* **EXERCISE GOAL**: Word for word, write out all of the entries that follow.

* **EXERCISE INPUTS**:

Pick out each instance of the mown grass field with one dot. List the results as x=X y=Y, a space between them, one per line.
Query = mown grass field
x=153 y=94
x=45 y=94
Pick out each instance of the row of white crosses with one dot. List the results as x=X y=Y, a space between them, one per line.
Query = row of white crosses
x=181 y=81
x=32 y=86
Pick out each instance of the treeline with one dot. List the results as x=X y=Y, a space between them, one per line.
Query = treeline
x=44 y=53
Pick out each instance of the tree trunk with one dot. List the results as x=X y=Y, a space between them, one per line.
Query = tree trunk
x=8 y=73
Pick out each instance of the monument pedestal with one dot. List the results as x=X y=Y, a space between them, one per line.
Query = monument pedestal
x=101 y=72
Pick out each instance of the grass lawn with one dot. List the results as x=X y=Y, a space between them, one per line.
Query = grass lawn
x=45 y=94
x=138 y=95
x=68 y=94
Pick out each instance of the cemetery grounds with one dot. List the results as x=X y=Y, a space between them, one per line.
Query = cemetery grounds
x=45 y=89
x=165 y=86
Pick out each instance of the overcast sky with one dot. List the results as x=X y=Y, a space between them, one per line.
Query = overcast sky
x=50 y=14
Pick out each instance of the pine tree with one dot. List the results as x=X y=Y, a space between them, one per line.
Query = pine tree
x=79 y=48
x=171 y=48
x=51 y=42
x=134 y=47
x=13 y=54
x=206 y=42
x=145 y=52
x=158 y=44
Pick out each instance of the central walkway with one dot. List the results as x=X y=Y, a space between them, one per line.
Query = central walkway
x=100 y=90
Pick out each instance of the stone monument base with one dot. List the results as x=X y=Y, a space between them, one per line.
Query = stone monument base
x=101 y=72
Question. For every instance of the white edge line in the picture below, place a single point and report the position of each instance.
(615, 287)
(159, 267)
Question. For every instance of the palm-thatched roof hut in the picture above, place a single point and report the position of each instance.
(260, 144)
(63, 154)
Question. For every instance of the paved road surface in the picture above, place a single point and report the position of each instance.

* **RESULT OF THIS EXERCISE**:
Pick out each instance of the mown grass field with one dot. List the results as x=X y=Y, a space between them, one per line.
Query = mown grass field
x=153 y=94
x=45 y=94
Pick out each instance of the row of white crosses with one dot. List the results as x=X y=Y, a space between them, one per line.
Query = row of white crosses
x=181 y=81
x=32 y=86
Pick out each instance of the treeline with one dot. List the results as x=X y=Y, a space between them, one per line.
Query = treeline
x=44 y=53
Pick out each instance of the tree trunk with one dot. List the results as x=X y=Y, a space between them, one per line.
Query = tree trunk
x=8 y=73
Pick out each instance of the monument pedestal with one dot. List the results as x=X y=Y, a space between them, one per line.
Query = monument pedestal
x=101 y=72
Pick out each instance of the grass lawn with one dot. List the results as x=X y=Y, a space between them, one per line.
Query = grass lawn
x=45 y=94
x=138 y=95
x=68 y=94
Pick out each instance of the cemetery grounds with one dot. List the results as x=X y=Y, a space between them, one per line.
Query = cemetery grounds
x=45 y=89
x=165 y=86
Pick out each instance of the overcast sky with one dot. List the results as x=X y=Y, a space between them, one per line.
Query = overcast sky
x=50 y=14
Pick out each instance of the pine tree with one dot. List the results as x=X y=Y, a space between them, one per line.
Query = pine tree
x=79 y=48
x=171 y=48
x=51 y=42
x=134 y=47
x=13 y=54
x=206 y=42
x=145 y=52
x=158 y=44
Pick out each instance of the central walkway with one dot. List the results as x=X y=Y, a space between them, one per line.
Query = central walkway
x=100 y=90
Pick out each instance of the stone monument base with one dot. List the results as x=X y=Y, a space between them, one per line.
Query = stone monument base
x=101 y=72
Question. For every instance of the white edge line in the picture below, place a single point and report the position of each instance.
(615, 287)
(159, 267)
Question. For every instance of the palm-thatched roof hut in the picture above, place a single point and report the position of each instance.
(260, 144)
(63, 154)
Question. For every instance of the paved road surface in the picture above, place a single point and report the position of each instance.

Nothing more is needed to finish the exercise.